Work instructions. The lines to copy are those in the listing that hold the word "below".

Record extracts.
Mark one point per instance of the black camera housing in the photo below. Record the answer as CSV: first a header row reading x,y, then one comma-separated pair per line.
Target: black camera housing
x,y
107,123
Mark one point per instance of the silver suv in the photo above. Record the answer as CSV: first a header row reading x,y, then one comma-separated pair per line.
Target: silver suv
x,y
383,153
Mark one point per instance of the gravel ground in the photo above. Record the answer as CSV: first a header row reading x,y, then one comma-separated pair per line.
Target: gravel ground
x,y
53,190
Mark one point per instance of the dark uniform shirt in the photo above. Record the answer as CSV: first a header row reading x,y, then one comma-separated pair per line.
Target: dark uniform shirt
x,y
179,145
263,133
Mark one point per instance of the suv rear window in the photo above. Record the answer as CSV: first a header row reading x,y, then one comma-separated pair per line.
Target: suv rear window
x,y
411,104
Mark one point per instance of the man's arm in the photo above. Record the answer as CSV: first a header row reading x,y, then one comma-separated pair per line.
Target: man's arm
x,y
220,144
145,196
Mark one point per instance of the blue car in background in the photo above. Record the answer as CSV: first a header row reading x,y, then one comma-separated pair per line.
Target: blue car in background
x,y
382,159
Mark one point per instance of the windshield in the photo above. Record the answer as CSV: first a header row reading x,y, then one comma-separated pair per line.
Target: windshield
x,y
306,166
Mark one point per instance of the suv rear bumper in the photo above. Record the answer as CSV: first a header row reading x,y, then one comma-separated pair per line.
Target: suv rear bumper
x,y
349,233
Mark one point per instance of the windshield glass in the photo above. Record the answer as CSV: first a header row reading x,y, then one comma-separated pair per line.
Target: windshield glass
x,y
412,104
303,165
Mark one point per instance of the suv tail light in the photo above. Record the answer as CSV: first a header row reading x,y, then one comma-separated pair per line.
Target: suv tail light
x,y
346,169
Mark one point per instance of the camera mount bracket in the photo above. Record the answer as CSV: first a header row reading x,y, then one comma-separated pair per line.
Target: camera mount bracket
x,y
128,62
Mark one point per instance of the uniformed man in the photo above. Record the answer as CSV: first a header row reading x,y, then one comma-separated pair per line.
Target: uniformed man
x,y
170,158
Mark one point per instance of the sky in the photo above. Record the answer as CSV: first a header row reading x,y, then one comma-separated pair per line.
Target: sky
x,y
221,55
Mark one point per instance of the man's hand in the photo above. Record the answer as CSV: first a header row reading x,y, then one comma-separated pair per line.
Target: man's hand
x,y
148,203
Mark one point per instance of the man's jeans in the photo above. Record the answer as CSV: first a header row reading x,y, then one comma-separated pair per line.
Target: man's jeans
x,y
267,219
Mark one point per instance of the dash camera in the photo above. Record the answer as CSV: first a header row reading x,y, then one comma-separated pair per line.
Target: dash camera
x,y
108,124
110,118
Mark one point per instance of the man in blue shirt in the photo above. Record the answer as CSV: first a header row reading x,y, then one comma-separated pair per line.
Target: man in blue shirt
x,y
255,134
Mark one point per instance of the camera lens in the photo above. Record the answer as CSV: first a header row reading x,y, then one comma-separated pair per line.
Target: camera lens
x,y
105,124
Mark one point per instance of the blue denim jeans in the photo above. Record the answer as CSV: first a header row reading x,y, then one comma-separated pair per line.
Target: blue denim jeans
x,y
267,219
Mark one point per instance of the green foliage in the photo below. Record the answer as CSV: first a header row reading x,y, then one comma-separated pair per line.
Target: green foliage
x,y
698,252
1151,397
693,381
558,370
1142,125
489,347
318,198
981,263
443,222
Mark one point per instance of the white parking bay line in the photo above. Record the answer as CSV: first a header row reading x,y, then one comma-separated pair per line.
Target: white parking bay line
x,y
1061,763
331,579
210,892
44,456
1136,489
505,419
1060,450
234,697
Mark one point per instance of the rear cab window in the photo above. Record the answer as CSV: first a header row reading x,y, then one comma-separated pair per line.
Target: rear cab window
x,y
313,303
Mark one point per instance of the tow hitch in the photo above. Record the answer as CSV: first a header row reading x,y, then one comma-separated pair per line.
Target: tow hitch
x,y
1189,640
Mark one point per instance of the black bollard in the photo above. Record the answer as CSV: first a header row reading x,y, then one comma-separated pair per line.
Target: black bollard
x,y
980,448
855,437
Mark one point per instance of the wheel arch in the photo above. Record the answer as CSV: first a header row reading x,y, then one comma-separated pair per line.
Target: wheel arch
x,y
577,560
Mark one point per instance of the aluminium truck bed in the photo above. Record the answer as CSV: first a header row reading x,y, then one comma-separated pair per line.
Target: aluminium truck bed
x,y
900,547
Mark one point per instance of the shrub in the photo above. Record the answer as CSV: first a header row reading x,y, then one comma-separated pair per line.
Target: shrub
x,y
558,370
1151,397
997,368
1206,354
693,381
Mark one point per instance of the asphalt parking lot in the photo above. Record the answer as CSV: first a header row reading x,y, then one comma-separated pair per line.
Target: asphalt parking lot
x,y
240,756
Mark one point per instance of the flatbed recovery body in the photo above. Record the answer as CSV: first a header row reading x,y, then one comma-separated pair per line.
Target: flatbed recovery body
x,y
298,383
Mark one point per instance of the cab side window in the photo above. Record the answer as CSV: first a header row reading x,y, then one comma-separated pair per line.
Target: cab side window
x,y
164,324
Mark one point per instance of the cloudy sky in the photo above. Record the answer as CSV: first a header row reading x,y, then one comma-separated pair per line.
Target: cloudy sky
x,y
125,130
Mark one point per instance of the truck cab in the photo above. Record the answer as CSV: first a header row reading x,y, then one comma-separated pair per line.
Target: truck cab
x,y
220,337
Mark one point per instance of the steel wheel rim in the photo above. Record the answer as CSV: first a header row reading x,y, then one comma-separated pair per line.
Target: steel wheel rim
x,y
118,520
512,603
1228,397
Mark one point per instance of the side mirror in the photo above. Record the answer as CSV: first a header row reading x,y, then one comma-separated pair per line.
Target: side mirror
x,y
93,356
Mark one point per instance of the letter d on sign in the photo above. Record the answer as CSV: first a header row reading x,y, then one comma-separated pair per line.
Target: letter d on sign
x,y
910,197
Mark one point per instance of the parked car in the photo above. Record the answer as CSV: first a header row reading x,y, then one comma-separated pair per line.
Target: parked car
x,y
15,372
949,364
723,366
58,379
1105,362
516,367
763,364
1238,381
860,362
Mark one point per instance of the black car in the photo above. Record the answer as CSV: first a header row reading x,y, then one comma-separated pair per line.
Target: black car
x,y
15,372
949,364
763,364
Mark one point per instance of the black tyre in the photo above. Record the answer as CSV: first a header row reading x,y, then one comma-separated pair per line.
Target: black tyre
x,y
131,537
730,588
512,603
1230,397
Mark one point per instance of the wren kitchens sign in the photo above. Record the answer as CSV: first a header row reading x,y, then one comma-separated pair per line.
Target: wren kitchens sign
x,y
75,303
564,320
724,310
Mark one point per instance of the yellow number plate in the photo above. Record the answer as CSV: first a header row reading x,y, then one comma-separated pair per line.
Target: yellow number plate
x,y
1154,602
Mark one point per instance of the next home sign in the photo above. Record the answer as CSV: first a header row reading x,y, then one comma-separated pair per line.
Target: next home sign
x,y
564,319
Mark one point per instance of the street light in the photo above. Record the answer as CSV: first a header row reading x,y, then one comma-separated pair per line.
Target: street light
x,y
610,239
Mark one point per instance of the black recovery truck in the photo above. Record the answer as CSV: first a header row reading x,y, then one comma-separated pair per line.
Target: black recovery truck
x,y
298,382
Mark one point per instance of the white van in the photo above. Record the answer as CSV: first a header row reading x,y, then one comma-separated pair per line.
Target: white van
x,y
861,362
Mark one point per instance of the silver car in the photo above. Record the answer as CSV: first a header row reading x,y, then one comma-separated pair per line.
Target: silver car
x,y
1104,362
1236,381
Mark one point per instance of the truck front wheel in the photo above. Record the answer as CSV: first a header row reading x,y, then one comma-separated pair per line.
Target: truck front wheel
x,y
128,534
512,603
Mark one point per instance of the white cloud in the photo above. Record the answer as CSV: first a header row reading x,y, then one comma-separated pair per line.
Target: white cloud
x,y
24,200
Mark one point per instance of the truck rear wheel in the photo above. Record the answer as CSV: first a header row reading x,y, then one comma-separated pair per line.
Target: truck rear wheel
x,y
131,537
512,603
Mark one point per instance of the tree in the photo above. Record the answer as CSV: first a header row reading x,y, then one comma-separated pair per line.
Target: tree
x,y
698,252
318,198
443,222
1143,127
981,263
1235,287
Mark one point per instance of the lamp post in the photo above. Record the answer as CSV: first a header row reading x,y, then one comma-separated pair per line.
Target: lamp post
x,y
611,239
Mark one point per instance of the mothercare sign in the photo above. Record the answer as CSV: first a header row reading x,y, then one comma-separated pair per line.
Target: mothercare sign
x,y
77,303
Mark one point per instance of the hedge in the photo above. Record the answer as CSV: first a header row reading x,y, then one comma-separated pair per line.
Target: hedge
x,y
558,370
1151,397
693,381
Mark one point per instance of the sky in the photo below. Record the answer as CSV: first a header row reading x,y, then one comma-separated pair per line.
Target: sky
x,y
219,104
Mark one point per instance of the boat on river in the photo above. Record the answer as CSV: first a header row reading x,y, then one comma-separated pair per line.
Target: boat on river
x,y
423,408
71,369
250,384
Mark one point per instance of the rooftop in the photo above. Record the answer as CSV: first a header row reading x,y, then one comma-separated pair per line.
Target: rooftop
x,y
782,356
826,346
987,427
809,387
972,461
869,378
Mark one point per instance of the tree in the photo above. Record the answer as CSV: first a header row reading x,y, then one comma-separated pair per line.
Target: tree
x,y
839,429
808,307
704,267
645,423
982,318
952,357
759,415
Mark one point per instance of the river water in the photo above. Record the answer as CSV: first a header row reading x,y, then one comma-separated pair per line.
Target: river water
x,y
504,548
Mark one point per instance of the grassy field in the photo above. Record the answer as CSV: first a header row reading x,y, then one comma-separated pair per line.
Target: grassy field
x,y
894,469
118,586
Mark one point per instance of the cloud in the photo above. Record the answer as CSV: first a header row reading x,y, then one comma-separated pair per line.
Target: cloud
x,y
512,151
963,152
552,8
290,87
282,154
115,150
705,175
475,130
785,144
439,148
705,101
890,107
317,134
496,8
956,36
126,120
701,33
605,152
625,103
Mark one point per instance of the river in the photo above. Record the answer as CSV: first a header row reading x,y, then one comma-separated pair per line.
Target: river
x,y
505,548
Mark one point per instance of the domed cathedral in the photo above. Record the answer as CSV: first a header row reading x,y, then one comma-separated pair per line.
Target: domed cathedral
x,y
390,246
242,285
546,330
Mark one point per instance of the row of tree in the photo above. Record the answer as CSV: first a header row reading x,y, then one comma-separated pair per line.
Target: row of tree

Response for this exercise.
Mark one point per instance of the black camera housing in the photo below. Record the answer as CSV: first a header row reading x,y, then one comma-separated pair per line.
Mark one point per instance of the green foliage in the photo below. Record the answer as CSV: first a header row reading x,y, then one comma-separated pair per line.
Mark one point per instance of the sky in the photo below. Record the answer as CSV: first a header row reading x,y, then one comma-separated pair per line.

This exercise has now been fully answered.